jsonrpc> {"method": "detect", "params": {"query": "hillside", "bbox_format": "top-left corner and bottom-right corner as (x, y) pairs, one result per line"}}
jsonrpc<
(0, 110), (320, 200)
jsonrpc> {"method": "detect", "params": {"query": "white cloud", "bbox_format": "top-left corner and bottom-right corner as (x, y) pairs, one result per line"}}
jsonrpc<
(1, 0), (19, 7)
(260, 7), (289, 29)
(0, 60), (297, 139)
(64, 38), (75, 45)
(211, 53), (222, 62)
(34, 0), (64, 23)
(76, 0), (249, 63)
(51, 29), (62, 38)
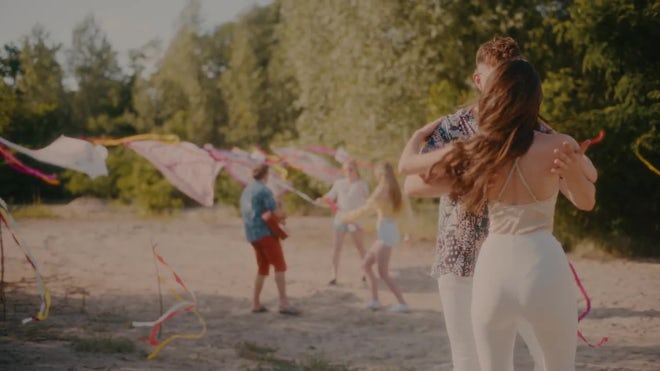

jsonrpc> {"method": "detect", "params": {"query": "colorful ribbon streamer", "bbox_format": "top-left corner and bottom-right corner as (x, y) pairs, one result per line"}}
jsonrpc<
(568, 263), (608, 348)
(133, 243), (206, 359)
(0, 198), (50, 324)
(633, 130), (660, 175)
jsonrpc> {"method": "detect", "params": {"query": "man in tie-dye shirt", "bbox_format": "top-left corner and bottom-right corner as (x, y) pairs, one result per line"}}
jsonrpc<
(399, 37), (545, 371)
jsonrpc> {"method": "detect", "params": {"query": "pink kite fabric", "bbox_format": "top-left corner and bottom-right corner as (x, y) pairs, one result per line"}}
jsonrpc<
(0, 144), (60, 185)
(126, 140), (224, 206)
(204, 144), (293, 197)
(273, 147), (342, 184)
(0, 135), (108, 179)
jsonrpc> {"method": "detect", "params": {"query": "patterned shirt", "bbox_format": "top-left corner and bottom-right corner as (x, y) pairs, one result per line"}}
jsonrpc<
(422, 109), (488, 277)
(241, 180), (277, 242)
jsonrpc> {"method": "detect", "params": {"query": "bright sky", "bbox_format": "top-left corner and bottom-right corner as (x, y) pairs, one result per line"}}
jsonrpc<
(0, 0), (271, 69)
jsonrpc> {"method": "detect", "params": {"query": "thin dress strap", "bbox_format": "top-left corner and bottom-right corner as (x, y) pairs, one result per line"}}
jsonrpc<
(514, 157), (539, 202)
(497, 157), (518, 201)
(497, 157), (538, 202)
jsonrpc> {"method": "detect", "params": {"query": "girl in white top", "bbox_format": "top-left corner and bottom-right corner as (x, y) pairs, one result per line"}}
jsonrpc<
(340, 162), (412, 313)
(317, 160), (369, 285)
(404, 60), (597, 371)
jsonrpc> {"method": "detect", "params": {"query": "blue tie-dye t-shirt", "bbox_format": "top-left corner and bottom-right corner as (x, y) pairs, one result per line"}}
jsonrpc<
(241, 180), (277, 242)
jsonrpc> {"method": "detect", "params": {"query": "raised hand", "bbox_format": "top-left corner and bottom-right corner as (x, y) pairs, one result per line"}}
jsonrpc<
(550, 140), (590, 178)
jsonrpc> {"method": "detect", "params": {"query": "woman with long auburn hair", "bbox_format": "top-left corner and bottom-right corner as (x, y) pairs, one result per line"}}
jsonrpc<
(340, 162), (412, 313)
(402, 59), (596, 371)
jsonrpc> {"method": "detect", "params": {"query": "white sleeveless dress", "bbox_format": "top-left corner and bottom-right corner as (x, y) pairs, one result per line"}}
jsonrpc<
(471, 159), (578, 371)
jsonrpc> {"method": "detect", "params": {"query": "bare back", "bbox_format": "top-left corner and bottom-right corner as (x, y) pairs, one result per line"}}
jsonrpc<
(488, 132), (570, 205)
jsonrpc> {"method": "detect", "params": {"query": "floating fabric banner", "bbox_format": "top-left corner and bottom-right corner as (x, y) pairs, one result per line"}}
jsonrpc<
(125, 140), (224, 206)
(0, 135), (108, 179)
(273, 147), (342, 183)
(133, 243), (206, 359)
(204, 144), (293, 197)
(0, 198), (50, 324)
(0, 144), (60, 185)
(307, 146), (374, 169)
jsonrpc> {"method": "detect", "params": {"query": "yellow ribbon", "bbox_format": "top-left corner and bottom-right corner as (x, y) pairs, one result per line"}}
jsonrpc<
(91, 134), (180, 146)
━━━━━━
# Prompt
Without including any pictures, print all of the material exactly as given.

# The result
jsonrpc> {"method": "detect", "params": {"query": "hillside", "bbox_format": "top-left corner and bottom-right corner as (x, y) pairs, one result per line"}}
jsonrpc<
(0, 110), (320, 200)
jsonrpc> {"method": "detect", "params": {"query": "white cloud", "bbox_format": "top-left corner and bottom-right corner as (x, y) pairs, one result per line"}}
jsonrpc<
(1, 0), (19, 7)
(260, 7), (289, 29)
(0, 60), (297, 139)
(64, 38), (75, 45)
(211, 53), (222, 62)
(34, 0), (64, 23)
(76, 0), (249, 63)
(51, 29), (62, 38)

jsonrpc> {"method": "detect", "params": {"query": "colorful ribbon streamer", "bbox_format": "top-left corner and bottom-right corner as (x, y) pairs, one result per line"}}
jsonrpc<
(568, 263), (608, 348)
(133, 243), (206, 359)
(0, 198), (50, 324)
(633, 130), (660, 175)
jsonrpc> {"method": "detect", "params": {"query": "man in tie-dye shirt", "bbox_format": "top-left corner and bottom-right corner as (x, y) pairs, one result per line"}}
jsonrpc<
(399, 37), (545, 371)
jsonrpc> {"method": "detect", "params": {"query": "pink kite fabric", "bbox_format": "top-left corner and bottom-right corner as (x, y) pairs, one result per line"}}
jsonrpc<
(0, 144), (60, 185)
(126, 140), (224, 206)
(204, 144), (293, 197)
(273, 147), (342, 184)
(0, 135), (108, 179)
jsonrpc> {"method": "detect", "params": {"query": "patterned shirt", "bbox_format": "top-left corner and bottom-right corner as (x, y) pairs, one result per line"}}
jsonrpc<
(422, 109), (488, 277)
(241, 180), (277, 242)
jsonrpc> {"method": "detect", "params": {"query": "bright sky", "bbox_format": "top-left corner and bottom-right corner as (x, y) pairs, one result per line"}}
jsonrpc<
(0, 0), (271, 69)
jsonrpc> {"method": "detect", "params": {"query": "thin dress strap", "bbox_format": "top-left corner and bottom-right corner as (x, y) pairs, one result per line"}}
jsonrpc<
(514, 157), (539, 202)
(497, 157), (518, 201)
(497, 157), (538, 202)
jsonrpc> {"method": "detect", "params": {"query": "girl in white top", "bbox_format": "top-left corner and bottom-right corner as (x, y) pairs, one result per line"}}
jsonrpc<
(340, 162), (412, 313)
(317, 160), (369, 285)
(404, 60), (597, 371)
jsonrpc> {"method": "detect", "params": {"query": "blue tie-dye t-shirt", "bbox_format": "top-left corner and bottom-right corner as (x, y) pairs, one result per line"}}
jsonrpc<
(241, 180), (277, 242)
jsonrpc> {"method": "detect", "params": {"query": "raised hand", "bbox_format": "top-left corner and bottom-right corner as (x, y) pairs, one result per line"}}
jsonrpc<
(550, 140), (590, 178)
jsonrpc> {"method": "detect", "params": {"query": "woman with long auburn hair", "bbox_format": "top-left corner and bottom-right corner as (x, y) pairs, one result per line"}}
jsonrpc<
(340, 162), (412, 313)
(402, 59), (596, 371)
jsonrpc> {"method": "detect", "params": {"query": "white sleeveless dress", "bbox_format": "top-left corner and bottom-right corner as (x, y) pairs, one result per line"}}
jsonrpc<
(471, 159), (578, 371)
jsonrpc> {"method": "detect", "params": {"query": "bare back", "bbox_format": "top-left corner and bottom-right corner as (x, y) pairs, one result per line"}}
jsonrpc<
(488, 132), (570, 205)
jsonrpc> {"method": "detect", "params": {"query": "floating fabric banner", "bbox_format": "top-left corner and bottom-right corner as (x, y) pairs, one result per line"}}
jsonrpc<
(125, 140), (224, 206)
(0, 135), (108, 179)
(273, 147), (342, 183)
(133, 243), (206, 359)
(204, 144), (293, 197)
(0, 198), (50, 324)
(0, 144), (60, 185)
(307, 146), (374, 169)
jsonrpc> {"method": "detect", "params": {"query": "yellow ribbon", "bbox_format": "top-left corner and bottom-right corner as (x, y) pairs, one result per line"}}
jsonrpc<
(91, 134), (180, 146)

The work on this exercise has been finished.